# Page text
— START —
# Sturdyness of Zenith Elite 681- 40mm - 03.2010.681/01.C493



## exoticwatches

Can any Zenith follower or for that matter any watch enthusiast knowledgeable on ultra thin dress watches tell me if the Zenith Elite 681- 40mm (Model Ref. 03.2010.681/01.C493) could be a daily wearer ?

Would it withstand the rigours of being worn 9AM-6PM say 5 times a week ? And what is the accepted service period for ultra thin zenith watches (like for e.g. for JLC Master Controls it is every 5 years, and say for Rolex watches it can be 5-10 years or maybe even more).

In short .. would the Zenith Elite ultra thin be a dependable long lasting (15-20 years of almost daily use) watch ?

Inputs would be much appreciated specially from owners of ultra thin movements.

Thanks n Regards


----------



## Hartmut Richter

I can only provide second hand information since I don't own one. However, I never heard anyone complain about the Zenith Cal. 680 "Elite" from the point of view of durability. On top of that, it is a fact that thin movements do not have to be less reliable. On the contrary! One of the best movements of all time is one of the slimmest: the humble ETA 2892. And if you doubt that, read this (towards the bottom of the two-page review):

Rolex Caliber 3135 - Still worthy of the crown after all these years?
— END —
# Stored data
— START —
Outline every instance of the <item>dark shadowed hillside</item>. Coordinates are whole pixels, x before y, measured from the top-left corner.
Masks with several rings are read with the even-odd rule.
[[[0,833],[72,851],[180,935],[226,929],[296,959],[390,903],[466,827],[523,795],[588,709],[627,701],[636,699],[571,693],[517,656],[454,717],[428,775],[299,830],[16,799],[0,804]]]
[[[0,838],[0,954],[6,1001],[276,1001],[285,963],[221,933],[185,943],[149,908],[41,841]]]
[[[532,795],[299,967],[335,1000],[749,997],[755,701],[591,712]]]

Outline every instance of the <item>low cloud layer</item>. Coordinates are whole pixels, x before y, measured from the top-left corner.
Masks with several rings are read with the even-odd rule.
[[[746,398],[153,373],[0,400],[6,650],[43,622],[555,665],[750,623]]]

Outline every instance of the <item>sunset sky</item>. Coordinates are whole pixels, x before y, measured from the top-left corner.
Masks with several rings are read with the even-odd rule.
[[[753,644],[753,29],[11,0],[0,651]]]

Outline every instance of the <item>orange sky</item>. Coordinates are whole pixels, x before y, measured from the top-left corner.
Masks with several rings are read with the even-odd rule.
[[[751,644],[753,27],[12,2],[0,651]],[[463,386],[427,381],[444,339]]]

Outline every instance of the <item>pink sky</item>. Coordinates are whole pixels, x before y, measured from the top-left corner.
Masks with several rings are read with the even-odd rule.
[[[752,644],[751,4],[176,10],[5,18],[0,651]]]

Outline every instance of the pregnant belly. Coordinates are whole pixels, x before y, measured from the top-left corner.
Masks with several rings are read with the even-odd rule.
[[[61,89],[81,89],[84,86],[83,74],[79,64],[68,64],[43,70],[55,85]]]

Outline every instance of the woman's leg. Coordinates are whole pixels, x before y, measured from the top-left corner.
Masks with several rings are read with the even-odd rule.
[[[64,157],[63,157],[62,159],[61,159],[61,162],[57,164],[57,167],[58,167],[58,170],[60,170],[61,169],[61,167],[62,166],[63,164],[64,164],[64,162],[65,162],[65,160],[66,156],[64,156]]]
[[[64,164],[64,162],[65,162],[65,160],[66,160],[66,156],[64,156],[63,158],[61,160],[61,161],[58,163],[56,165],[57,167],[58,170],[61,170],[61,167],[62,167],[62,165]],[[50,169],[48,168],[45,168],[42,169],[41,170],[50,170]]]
— END —
# Work to do
1) Please reproduce the stretch of the Zenith Elite thread from "Can any Zenith" through "ultra thin movements.".
2) Name every movement caliber mentioned in the Zenith Elite thread.
3) Answer these from the Zenith Elite thread:
(a) How many times a week would the watch be worn, according to the first post?
(b) How often are JLC Master Controls serviced, according to the first post?
(c) Which movement does Hartmut Richter call one of the best of all time?

# Results of the exercise
1)
Can any Zenith follower or for that matter any watch enthusiast knowledgeable on ultra thin dress watches tell me if the Zenith Elite 681- 40mm (Model Ref. 03.2010.681/01.C493) could be a daily wearer ?

Would it withstand the rigours of being worn 9AM-6PM say 5 times a week ? And what is the accepted service period for ultra thin zenith watches (like for e.g. for JLC Master Controls it is every 5 years, and say for Rolex watches it can be 5-10 years or maybe even more).

In short .. would the Zenith Elite ultra thin be a dependable long lasting (15-20 years of almost daily use) watch ?

Inputs would be much appreciated specially from owners of ultra thin movements.

2)
Zenith Cal. 680 "Elite"
ETA 2892
Rolex Caliber 3135

3)
(a) 5 times a week
(b) Every 5 years
(c) The ETA 2892